No livro de autoria de Mignolo, Histórias locais/projetos globais: colonialidade, saberes subalternos e pensamento liminar ([2000] 2003], é possível analisar o lugar da América Latina, não exatamente no projeto pós-colonial, mas dentro do que ele chama de “modernidade/colonialidade”. Ancorado nos trabalhos de Aníbal Quijano e de Immanuel Wallerstein, Mignolo posiciona as Américas no imaginário do “sistema mundial colonial moderno”, cuja origem remonta às expansões europeias do século XVI, que culminaram em um processo de trocas e de contatos globais do mundo moderno. No argumento desse autor, a América Latina foi constitutiva da modernidade através de um lugar específico, a sua “diferença colonial”. Para Mignolo, ([2000] 2003 MIGNOLO, W. Compreensão humana e interesses locais. O ocidentalismo e o argumento (latino-) americano. In: MIGNOLO, W. Histórias locais/projetos globais: colonialidade, saberes subalternos e pensamento liminar. Belo Horizonte: Ed. da UFMG, [2000] 2003., p.180-181):

Em primeiro lugar, no século 16, a “descoberta” da América contribuiu para a formação do mundo colonial/moderno. Em segundo lugar, no início do século 19, as Américas contribuíram para constituir o segundo estágio da modernidade/colonialidade. Embora a “história” tenha enfatizado a Revolução Francesa, o Iluminismo e a formação dos modernos Estados-nações, a descolonização nas Américas caminha de mãos dadas com a história mais curta da modernidade (do século 18 até hoje). Isto é, durante o período em que a Índia começava a ser colonizada pela Inglaterra e a África do Norte sucumbia ao colonialismo francês, as Américas testemunharam um longo período de libertação: do colonialismo da Inglaterra (os Estados Unidos), da França (Haiti), e Espanha (Argentina, México, Colômbia, Chile, Peru, Equador). Aqui se tem, num brevíssimo resumo, um espectro variegado das mudanças da diferença colonial no mundo colonial/moderno.

Observa-se, aqui, outra particularidade da América Latina: o processo de descolonização ocorrido no século XIX conformou-se em uma “ordem mundial” diferente da descolonização da Índia e da África do Norte, ocorridas em meados do século XX. Mignolo ([2000] 2003 MIGNOLO, W. Compreensão humana e interesses locais. O ocidentalismo e o argumento (latino-) americano. In: MIGNOLO, W. Histórias locais/projetos globais: colonialidade, saberes subalternos e pensamento liminar. Belo Horizonte: Ed. da UFMG, [2000] 2003., p. 181) declara:

Portanto, teorias de descolonização de intelectuais indianos ou do Norte da África, nascidos pouco antes ou depois da descolonização, foram impulsionadas por uma experiência histórica e emocional significativamente diferente dos intelectuais da América Latina que teorizam a descolonização entre um século e século e meio após a descolonização.

■ **Desafio**
Segundo o trecho, a que remonta a origem do “sistema mundial colonial moderno”?

■ **Listagem fornecida**
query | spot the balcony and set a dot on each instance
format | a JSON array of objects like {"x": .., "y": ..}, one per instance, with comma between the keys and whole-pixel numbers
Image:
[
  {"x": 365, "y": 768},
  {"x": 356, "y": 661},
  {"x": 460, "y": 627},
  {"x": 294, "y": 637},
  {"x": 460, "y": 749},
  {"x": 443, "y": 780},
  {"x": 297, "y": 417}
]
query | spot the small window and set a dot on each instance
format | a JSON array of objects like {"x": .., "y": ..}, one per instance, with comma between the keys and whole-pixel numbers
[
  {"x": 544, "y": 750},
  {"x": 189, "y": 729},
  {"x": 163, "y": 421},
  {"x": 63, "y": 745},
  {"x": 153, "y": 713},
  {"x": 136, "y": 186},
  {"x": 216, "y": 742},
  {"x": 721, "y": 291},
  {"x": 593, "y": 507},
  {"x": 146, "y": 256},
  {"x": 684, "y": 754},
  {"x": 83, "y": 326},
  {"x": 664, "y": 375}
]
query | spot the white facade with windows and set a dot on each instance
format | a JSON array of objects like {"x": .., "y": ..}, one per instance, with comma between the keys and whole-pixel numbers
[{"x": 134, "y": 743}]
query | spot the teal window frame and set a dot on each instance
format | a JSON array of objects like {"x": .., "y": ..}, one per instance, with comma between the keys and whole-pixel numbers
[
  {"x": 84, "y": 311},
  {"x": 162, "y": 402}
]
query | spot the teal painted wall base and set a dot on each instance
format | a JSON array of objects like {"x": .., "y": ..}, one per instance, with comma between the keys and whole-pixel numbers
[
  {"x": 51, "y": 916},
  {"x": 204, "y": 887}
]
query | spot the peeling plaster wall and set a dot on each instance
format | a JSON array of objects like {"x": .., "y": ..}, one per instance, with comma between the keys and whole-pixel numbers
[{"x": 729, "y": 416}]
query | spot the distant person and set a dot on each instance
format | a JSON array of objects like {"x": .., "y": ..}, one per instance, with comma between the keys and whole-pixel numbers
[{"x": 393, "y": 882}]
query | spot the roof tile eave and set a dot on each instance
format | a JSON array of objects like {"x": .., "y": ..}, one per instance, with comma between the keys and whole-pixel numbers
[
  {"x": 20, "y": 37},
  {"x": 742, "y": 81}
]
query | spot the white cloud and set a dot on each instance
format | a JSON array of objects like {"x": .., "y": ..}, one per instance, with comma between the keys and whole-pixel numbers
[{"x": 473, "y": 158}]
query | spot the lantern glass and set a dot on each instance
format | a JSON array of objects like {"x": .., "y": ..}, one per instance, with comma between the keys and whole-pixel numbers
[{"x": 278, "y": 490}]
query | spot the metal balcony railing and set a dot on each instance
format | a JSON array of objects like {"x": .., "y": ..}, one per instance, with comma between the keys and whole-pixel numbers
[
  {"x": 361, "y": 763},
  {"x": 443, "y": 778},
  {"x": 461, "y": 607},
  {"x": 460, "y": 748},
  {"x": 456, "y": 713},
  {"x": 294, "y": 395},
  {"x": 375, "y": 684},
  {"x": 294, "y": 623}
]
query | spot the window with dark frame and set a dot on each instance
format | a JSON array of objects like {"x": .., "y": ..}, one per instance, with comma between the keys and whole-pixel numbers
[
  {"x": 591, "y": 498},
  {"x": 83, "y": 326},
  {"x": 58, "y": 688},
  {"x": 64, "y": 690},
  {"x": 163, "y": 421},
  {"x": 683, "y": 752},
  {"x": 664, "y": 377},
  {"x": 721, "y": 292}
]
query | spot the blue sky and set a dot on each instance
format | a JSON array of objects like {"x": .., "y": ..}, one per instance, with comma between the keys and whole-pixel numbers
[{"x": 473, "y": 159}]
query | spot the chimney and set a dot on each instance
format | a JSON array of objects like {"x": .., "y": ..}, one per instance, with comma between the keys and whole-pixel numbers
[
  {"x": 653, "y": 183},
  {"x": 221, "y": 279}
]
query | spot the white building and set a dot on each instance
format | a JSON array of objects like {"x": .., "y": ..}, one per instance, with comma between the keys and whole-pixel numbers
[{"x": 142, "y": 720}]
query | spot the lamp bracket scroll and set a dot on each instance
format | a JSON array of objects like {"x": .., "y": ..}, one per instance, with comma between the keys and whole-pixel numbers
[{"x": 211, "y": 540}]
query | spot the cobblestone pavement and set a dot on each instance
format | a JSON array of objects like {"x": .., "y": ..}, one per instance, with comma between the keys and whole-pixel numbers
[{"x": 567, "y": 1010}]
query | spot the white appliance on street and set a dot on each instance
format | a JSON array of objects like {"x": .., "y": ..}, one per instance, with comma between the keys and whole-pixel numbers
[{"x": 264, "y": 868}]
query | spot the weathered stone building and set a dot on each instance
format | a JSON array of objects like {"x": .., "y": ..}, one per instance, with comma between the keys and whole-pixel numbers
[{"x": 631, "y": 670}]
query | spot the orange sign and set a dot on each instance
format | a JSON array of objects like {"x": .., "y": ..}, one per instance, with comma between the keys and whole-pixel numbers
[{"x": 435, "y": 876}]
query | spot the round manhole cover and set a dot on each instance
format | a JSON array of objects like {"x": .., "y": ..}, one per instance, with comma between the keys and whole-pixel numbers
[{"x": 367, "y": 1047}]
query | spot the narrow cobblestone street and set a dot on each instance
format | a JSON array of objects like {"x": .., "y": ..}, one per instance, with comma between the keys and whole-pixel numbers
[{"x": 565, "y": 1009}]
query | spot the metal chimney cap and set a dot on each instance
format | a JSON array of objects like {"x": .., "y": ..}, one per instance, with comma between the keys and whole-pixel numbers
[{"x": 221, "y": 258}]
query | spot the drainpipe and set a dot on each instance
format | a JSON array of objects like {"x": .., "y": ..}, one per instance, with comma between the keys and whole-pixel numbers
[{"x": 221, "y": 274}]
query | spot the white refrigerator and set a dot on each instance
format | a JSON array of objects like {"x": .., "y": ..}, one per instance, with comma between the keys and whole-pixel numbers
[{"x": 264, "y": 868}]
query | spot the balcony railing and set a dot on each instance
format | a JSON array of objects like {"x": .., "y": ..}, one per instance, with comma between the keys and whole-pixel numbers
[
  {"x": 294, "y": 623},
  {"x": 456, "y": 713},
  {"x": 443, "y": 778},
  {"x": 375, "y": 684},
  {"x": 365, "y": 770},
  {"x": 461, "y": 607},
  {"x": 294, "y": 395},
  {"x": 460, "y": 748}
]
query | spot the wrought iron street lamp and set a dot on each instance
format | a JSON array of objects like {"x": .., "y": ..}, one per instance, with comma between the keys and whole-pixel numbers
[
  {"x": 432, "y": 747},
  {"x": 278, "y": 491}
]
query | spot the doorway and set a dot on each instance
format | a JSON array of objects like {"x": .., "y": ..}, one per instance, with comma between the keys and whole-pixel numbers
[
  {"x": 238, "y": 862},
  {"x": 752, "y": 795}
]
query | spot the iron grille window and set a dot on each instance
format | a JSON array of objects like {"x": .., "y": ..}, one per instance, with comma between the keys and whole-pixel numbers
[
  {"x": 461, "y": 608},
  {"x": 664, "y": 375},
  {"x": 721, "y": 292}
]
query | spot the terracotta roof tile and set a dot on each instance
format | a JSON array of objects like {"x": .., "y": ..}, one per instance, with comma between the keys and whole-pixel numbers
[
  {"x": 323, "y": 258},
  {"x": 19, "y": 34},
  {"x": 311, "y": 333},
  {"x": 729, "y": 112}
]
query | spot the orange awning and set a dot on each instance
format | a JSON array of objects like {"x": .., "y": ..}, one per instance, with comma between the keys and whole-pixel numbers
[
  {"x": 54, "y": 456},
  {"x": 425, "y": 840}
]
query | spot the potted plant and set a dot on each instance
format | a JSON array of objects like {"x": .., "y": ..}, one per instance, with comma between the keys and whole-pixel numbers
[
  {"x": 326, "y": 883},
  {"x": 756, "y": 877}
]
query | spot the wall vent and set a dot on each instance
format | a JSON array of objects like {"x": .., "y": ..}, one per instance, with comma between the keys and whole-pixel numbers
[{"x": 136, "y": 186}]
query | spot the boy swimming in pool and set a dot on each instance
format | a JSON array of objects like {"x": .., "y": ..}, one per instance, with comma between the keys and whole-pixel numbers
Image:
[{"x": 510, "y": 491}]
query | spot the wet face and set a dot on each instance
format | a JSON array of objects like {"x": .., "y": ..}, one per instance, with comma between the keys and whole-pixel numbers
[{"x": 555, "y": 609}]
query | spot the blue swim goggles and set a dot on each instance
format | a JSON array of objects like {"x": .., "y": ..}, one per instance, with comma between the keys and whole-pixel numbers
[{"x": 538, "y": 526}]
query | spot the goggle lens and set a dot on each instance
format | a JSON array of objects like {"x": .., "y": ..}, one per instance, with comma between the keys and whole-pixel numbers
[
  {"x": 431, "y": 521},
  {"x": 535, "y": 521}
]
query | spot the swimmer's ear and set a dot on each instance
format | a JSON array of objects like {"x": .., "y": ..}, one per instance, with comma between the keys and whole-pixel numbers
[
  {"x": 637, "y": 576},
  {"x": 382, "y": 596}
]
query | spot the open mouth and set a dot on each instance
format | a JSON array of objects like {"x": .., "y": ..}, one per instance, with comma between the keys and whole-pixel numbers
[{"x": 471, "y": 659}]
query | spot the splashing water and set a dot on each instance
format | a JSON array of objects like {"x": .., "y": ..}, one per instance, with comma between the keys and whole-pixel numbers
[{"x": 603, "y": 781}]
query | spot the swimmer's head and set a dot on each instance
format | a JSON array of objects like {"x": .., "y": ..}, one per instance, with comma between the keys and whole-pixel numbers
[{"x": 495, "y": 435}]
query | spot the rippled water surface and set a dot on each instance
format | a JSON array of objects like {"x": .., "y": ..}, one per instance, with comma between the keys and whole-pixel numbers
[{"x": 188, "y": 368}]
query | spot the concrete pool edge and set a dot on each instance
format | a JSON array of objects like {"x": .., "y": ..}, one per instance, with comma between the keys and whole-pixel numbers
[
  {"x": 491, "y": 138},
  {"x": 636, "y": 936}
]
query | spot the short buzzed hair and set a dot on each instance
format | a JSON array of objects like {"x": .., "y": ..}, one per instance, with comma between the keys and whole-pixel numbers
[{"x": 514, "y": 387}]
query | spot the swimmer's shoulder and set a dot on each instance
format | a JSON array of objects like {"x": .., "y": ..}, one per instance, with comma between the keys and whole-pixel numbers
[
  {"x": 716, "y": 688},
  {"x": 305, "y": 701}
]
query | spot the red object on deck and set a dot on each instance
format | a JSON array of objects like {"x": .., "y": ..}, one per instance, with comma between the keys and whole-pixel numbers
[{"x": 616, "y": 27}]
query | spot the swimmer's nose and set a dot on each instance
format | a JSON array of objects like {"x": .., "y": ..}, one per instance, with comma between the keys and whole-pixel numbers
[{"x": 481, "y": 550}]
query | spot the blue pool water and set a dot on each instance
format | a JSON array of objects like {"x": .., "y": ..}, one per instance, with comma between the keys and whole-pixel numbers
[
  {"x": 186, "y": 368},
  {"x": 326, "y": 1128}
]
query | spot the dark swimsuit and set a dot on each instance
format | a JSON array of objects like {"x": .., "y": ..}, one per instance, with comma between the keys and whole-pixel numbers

■ **Resposta escrita**
A origem remonta às expansões europeias do século XVI.